• **СПИСОК ЗАДАНИЙ**:
1 - Обновите фрагмент текста о теории Скэнлона от слов «Для теории Скэнлона» до слов «стоит ему помочь.» включительно, заменив «первым встречным» на «случайным прохожим».
2 - Соответствуют ли тексту о теории Скэнлона следующие утверждения? На каждое ответьте «да» или «нет» и приведите решающие слова текста дословной цитатой. (а) Общее моральное отношение, в отличие от специальных, невозможно разорвать. (б) Специальные отношения мы можем изменять с любым человеком. (в) Жестоких преступников можно перестать считать членами морального сообщества.

• **ИСХОДНЫЙ ТЕКСТ**:
Для теории Скэнлона важно, что помимо огромного числа описанных выше специальных личных отношений, в которых мы состоим с одними людьми, но не с другими, также существует общее базовое моральное отношение, в котором состоят друг с другом все люди [Scanlon 2008, 138ff.] [5.]. Это отношение своеобразным образом конституирует членство человека в моральном сообществе и определяет тот минимум заботы, внимания и участия, который мы все должны друг другу. Несмотря на то, что, как я уже говорил, наши обязанности перед другом или членом семьи больше, чем перед первым встречным, есть и некоторый базовый уровень участия, который мы по умолчанию должны проявлять к людям просто потому, что они — люди: например, мы не можем пройти мимо совершенно постороннего человека в страшной беде, если нам ничего не стоит ему помочь.
Общее моральное отношение, так же как и специальные отношения, может изменяться нами, если мы считаем, что человек, с которым мы состоим в этом отношении, совершил предосудительный поступок, который не соответствует лежащим в основании наших отношений стандартам и, таким образом, нарушает эти отношения. Однако в этом аспекте существуют важные различия между двумя типами отношений. Я остановлюсь на двух таких отличиях. Во-первых, поскольку в специальных отношениях мы состоим только с некоторыми другими людьми, то и изменять эти отношения в свете предосудительности нарушающих их стандарты поступков мы можем только с этими некоторыми людьми; в случае нарушающего эти стандарты поведения со стороны людей, с которыми мы в этих отношениях не состоим, мы можем только вынести суждение о предосудительности этого поведения, но не изменить соответствующие отношения — поскольку нас эти отношения не связывают (я подробнее скажу об этом чуть ниже). Тогда как в общем моральном отношении мы состоим со всеми людьми, и значит, в случае нарушения стандартов этого отношения мы можем изменять его с любым человеком и, таким образом, потенциально можем любого человека осуждать. Вторым важным отличием является то, что общее моральное отношение в отличие от прочих невозможно разорвать [Scanlon 2008, 141–142]. Мы можем все более и более его изменять, все меньше и меньше доверять человеку, все больше и больше пытаться его избегать и т.д., но мы не можем вовсе перестать считать его человеком. Даже когда мы обоснованно рассматриваем свои базовые моральные отношения с человеком как в наивысшей степени нарушенные (примером тут может быть наше отношение к бесчеловечному серийному убийце, упивающемуся страданием своих жертв), это не дает нам оснований перестать считать человека членом морального сообщества и заявить, что мы более ему ничего не должны, не имеем никаких обязательств по отношению к нему, которых мы должны придерживаться в своем поведении, и можем поступать с ним как нам заблагорассудится. Даже жестокие преступники и бесчеловечные убийцы остаются людьми, т.е. членами морального сообщества, и как перед таковыми даже перед ними у нас есть минимальные обязательства: мы не должны лишать их жизни, если этого можно избежать (например, если нам удалось взять их под стражу), мы не должны причинять им страдания просто чтобы доставить себе удовольствие и пр.

Извлечённые записи:

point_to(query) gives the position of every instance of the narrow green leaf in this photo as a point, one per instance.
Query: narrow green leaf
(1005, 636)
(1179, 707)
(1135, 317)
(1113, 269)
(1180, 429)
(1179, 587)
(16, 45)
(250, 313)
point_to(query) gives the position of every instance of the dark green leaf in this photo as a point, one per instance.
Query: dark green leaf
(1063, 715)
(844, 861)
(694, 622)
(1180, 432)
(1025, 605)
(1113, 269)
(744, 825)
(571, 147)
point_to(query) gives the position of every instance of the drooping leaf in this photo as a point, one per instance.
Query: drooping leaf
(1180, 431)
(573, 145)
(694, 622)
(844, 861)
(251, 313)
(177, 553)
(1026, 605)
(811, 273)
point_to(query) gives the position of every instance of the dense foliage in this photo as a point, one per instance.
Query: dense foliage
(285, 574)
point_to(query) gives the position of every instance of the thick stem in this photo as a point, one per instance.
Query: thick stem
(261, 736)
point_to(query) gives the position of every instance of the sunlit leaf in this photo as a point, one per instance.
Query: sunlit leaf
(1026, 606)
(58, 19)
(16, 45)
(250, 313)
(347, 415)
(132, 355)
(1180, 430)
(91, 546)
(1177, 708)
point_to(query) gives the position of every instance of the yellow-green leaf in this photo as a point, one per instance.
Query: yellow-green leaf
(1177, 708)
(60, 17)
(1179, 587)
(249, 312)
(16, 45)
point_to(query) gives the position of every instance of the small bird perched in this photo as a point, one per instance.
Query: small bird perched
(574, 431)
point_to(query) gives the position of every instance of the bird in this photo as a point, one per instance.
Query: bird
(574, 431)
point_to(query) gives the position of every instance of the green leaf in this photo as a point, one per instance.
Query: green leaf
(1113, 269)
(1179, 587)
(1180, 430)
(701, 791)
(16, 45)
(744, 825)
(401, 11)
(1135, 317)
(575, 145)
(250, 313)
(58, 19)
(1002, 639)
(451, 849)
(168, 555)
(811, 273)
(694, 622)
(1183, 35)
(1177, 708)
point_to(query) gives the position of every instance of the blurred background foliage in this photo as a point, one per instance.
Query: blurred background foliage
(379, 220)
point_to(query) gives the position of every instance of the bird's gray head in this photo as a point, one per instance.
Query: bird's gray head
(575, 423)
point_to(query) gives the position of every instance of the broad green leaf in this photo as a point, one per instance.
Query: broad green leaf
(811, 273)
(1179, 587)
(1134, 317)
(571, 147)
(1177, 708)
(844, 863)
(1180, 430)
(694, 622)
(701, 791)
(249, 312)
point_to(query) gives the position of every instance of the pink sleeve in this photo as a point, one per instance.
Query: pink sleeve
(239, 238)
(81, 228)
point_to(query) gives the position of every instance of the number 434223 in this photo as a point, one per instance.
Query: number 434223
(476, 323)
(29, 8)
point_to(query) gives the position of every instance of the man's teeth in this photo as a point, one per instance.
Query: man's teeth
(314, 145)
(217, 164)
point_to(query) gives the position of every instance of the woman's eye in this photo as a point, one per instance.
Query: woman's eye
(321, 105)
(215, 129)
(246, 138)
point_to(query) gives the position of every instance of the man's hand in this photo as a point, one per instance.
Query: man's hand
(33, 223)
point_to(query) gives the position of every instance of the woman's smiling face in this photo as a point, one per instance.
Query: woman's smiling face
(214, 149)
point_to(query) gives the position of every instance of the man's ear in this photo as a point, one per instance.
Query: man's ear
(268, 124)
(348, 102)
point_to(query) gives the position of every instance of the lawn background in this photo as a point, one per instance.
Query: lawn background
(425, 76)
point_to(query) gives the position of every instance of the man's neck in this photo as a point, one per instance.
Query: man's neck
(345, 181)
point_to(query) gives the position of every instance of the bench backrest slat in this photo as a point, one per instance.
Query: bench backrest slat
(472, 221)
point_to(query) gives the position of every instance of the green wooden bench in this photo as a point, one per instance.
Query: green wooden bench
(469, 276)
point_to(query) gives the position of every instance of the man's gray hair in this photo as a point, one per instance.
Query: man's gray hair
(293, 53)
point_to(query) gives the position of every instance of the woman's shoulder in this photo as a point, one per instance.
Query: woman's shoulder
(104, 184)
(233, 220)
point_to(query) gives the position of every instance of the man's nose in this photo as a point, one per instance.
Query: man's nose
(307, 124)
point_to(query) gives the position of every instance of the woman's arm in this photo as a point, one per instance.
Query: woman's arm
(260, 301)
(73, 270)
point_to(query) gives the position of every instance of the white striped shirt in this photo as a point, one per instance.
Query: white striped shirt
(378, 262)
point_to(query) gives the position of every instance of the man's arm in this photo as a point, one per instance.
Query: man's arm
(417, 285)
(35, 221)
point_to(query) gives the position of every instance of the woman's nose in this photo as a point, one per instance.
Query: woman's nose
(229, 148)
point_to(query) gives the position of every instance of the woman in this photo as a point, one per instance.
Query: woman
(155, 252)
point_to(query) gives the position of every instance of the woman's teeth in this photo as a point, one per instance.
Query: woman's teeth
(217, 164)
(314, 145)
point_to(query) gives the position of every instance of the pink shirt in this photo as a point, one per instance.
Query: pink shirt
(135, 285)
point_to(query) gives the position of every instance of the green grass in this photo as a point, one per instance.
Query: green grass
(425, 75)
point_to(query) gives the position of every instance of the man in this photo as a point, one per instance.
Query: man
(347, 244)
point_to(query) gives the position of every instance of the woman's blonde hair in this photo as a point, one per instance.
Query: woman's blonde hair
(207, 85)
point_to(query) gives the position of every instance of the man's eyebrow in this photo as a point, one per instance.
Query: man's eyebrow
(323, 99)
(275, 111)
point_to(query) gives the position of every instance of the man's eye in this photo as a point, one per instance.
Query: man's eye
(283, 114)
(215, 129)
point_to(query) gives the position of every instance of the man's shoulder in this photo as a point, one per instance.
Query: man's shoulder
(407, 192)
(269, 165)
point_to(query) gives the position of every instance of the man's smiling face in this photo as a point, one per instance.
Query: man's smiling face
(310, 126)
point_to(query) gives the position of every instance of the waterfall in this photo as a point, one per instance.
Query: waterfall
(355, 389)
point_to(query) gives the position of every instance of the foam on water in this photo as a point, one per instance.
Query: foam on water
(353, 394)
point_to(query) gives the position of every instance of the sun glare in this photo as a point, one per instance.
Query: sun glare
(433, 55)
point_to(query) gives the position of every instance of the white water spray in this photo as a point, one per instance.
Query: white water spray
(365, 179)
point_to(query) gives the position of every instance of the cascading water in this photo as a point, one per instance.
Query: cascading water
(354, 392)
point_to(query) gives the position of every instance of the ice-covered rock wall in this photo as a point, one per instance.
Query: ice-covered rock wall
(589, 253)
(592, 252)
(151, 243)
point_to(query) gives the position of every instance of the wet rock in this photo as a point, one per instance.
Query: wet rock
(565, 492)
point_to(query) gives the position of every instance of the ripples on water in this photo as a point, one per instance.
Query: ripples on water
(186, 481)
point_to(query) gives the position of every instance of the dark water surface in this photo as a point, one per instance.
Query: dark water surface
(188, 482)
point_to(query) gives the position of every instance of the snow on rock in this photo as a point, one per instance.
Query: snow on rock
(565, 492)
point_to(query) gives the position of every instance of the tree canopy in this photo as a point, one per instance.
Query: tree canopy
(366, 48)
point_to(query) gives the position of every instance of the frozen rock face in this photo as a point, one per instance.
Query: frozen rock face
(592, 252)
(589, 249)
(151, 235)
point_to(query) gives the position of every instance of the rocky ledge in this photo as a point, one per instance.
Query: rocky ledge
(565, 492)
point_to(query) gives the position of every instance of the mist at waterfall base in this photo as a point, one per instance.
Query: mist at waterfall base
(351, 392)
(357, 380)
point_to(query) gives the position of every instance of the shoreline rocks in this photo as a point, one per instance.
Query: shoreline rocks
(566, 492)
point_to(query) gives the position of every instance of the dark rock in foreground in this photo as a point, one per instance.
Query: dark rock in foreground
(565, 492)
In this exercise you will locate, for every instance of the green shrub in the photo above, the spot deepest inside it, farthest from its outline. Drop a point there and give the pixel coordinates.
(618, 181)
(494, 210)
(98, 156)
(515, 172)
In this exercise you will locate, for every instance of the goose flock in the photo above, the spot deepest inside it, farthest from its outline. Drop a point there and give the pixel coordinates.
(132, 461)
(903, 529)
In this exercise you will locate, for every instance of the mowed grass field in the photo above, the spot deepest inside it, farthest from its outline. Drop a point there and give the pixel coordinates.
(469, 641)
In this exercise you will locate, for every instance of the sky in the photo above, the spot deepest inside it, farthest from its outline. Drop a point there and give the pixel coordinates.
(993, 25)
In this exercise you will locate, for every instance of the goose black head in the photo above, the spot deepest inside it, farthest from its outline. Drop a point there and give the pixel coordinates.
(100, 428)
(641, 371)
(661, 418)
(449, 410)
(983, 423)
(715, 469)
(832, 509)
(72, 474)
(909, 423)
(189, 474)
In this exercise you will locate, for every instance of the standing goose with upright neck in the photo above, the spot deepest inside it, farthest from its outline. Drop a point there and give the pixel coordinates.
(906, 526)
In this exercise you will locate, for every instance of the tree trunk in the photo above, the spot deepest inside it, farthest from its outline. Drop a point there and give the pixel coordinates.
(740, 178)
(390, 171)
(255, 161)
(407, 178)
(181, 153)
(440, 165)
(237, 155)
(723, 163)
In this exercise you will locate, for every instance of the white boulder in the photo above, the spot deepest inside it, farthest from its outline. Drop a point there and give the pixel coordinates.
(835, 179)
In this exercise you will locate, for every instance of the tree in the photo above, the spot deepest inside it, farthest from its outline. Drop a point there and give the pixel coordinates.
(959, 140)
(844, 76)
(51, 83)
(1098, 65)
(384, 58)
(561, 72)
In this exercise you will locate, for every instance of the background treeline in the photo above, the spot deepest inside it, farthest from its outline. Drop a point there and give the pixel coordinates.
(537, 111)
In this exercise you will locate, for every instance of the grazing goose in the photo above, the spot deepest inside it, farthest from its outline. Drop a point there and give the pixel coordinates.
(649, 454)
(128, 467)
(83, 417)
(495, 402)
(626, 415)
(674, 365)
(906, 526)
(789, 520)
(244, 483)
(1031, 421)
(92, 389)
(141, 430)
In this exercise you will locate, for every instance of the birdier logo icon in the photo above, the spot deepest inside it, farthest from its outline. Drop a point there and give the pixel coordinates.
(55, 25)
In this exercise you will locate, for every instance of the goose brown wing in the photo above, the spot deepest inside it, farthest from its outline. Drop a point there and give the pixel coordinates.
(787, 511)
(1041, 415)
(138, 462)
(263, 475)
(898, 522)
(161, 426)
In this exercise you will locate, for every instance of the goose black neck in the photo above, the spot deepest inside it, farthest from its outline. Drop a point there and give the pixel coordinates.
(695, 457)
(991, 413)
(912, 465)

• **ОТВЕТЫ НА ЗАДАНИЯ**:
1 -
Для теории Скэнлона важно, что помимо огромного числа описанных выше специальных личных отношений, в которых мы состоим с одними людьми, но не с другими, также существует общее базовое моральное отношение, в котором состоят друг с другом все люди [Scanlon 2008, 138ff.] [5.]. Это отношение своеобразным образом конституирует членство человека в моральном сообществе и определяет тот минимум заботы, внимания и участия, который мы все должны друг другу. Несмотря на то, что, как я уже говорил, наши обязанности перед другом или членом семьи больше, чем перед случайным прохожим, есть и некоторый базовый уровень участия, который мы по умолчанию должны проявлять к людям просто потому, что они — люди: например, мы не можем пройти мимо совершенно постороннего человека в страшной беде, если нам ничего не стоит ему помочь.

2 -
(а) Да: «общее моральное отношение в отличие от прочих невозможно разорвать».
(б) Нет: «изменять эти отношения в свете предосудительности нарушающих их стандарты поступков мы можем только с этими некоторыми людьми».
(в) Нет: «Даже жестокие преступники и бесчеловечные убийцы остаются людьми, т.е. членами морального сообщества».